[Point annotation records]
....................

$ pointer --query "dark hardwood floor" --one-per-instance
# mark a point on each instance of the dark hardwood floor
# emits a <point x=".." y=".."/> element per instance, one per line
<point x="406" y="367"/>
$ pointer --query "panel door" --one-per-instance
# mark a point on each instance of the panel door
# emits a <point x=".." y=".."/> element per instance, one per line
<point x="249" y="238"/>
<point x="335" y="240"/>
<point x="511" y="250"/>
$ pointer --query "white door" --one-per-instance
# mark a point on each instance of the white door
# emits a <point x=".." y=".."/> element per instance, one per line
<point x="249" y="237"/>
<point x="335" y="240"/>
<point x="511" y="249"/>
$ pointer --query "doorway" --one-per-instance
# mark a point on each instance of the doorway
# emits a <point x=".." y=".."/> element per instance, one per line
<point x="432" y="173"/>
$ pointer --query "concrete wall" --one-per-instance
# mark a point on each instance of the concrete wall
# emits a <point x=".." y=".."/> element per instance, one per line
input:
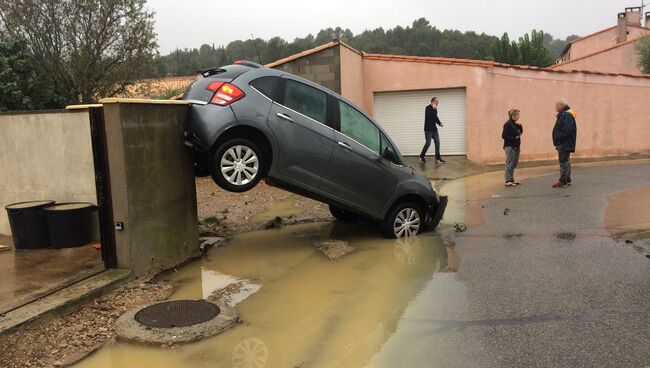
<point x="602" y="40"/>
<point x="623" y="59"/>
<point x="611" y="118"/>
<point x="45" y="155"/>
<point x="323" y="67"/>
<point x="351" y="75"/>
<point x="152" y="184"/>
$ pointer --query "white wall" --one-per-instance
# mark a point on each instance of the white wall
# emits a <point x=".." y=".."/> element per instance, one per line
<point x="45" y="155"/>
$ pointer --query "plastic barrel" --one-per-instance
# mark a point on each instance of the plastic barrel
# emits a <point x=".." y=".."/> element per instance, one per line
<point x="28" y="226"/>
<point x="70" y="224"/>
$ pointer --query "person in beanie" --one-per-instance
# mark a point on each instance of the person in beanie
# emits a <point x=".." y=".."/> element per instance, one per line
<point x="564" y="140"/>
<point x="431" y="130"/>
<point x="511" y="135"/>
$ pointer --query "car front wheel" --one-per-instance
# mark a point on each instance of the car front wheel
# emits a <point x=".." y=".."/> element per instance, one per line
<point x="237" y="165"/>
<point x="404" y="219"/>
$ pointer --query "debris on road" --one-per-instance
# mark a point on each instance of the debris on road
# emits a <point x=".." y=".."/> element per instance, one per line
<point x="274" y="223"/>
<point x="460" y="227"/>
<point x="333" y="249"/>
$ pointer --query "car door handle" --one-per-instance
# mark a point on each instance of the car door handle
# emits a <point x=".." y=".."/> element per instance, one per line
<point x="284" y="117"/>
<point x="344" y="145"/>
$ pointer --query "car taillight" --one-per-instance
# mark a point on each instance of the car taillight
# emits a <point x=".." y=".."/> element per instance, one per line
<point x="224" y="93"/>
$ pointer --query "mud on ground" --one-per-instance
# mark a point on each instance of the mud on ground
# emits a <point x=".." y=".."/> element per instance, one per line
<point x="223" y="213"/>
<point x="63" y="339"/>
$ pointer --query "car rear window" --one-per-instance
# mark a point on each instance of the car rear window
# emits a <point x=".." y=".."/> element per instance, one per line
<point x="266" y="85"/>
<point x="197" y="92"/>
<point x="306" y="100"/>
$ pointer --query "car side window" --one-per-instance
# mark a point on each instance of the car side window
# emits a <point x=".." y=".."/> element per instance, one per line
<point x="306" y="100"/>
<point x="387" y="146"/>
<point x="266" y="85"/>
<point x="356" y="126"/>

....................

Without the pictures, restate all the entries above exactly.

$ pointer --query "dark hardwood floor" --one-per-instance
# mark a point on each instance of the dark hardwood floor
# emits a <point x=".." y=".."/> element per instance, one per line
<point x="406" y="367"/>
$ pointer --query "panel door" --one-per-instance
# mark a point on each instance of the panel door
# emits a <point x=".." y=".."/> element per instance, one per line
<point x="249" y="238"/>
<point x="335" y="240"/>
<point x="511" y="250"/>
$ pointer --query "white door" --one-per-instance
# mark a point on each instance of the white door
# emits a <point x=".." y=".."/> element per instance, one per line
<point x="249" y="237"/>
<point x="335" y="240"/>
<point x="511" y="249"/>
$ pointer --query "doorway" --one-per-instance
# mark a point on each instance of the doorway
# emits a <point x=".." y=".."/> element per instance, one per line
<point x="432" y="173"/>
$ pointer --query "concrete wall" --one-per-instance
# mark a point on each instance of the concrete wall
# emits a <point x=".." y=".."/> element per instance, one per line
input:
<point x="602" y="40"/>
<point x="623" y="59"/>
<point x="611" y="118"/>
<point x="45" y="155"/>
<point x="323" y="67"/>
<point x="351" y="75"/>
<point x="152" y="184"/>
$ pointer --query "white wall" --one-per-instance
# mark a point on each instance of the white wall
# emits a <point x=".." y=".."/> element per instance, one per line
<point x="45" y="155"/>
$ pointer --query "plastic barrel" --one-per-instance
# mark a point on each instance of the plastic barrel
# emits a <point x=".." y=".."/> element per instance, one per line
<point x="28" y="226"/>
<point x="70" y="224"/>
$ pointer --query "person in beanie" --one-per-instance
# mark a point on each instance of the person in beanie
# emits a <point x=".." y=".."/> element per instance, one per line
<point x="564" y="140"/>
<point x="431" y="130"/>
<point x="511" y="135"/>
$ pointer --query "car front wheel" --one-per-instance
# mark a point on each instance of the car front wheel
# emits a <point x=".." y=".."/> element per instance, one per line
<point x="237" y="165"/>
<point x="404" y="219"/>
$ pointer --query "debris on road" --one-per-instance
# mark a point on each instance of the debris on road
# emits a <point x=".." y=".."/> element per instance, one per line
<point x="274" y="223"/>
<point x="460" y="227"/>
<point x="333" y="249"/>
$ pointer --query "car door handle" --one-per-instance
# mark a point on each instance of the car door handle
# emits a <point x=".." y=".."/> element per instance, one per line
<point x="284" y="117"/>
<point x="344" y="145"/>
$ pointer --query "car taillight" --one-per-instance
# mark a point on each instance of the car taillight
# emits a <point x=".." y=".."/> element per instance, one per line
<point x="224" y="93"/>
$ pointer --query "mud on ground" --one-per-instance
# mark a point on each instance of the mud on ground
# emits a <point x=".." y=".."/> element per instance, one per line
<point x="223" y="213"/>
<point x="63" y="339"/>
$ pointer --query "car rear window" --one-per-instance
# mark a point on each instance of the car rear window
# emits a <point x=".." y=".."/> element per instance, one per line
<point x="266" y="85"/>
<point x="197" y="92"/>
<point x="306" y="100"/>
$ pointer --query "car side window" --one-per-instance
# mark a point on each instance of the car side window
# emits a <point x=".." y=".."/> element per instance, one per line
<point x="306" y="100"/>
<point x="387" y="146"/>
<point x="266" y="85"/>
<point x="356" y="126"/>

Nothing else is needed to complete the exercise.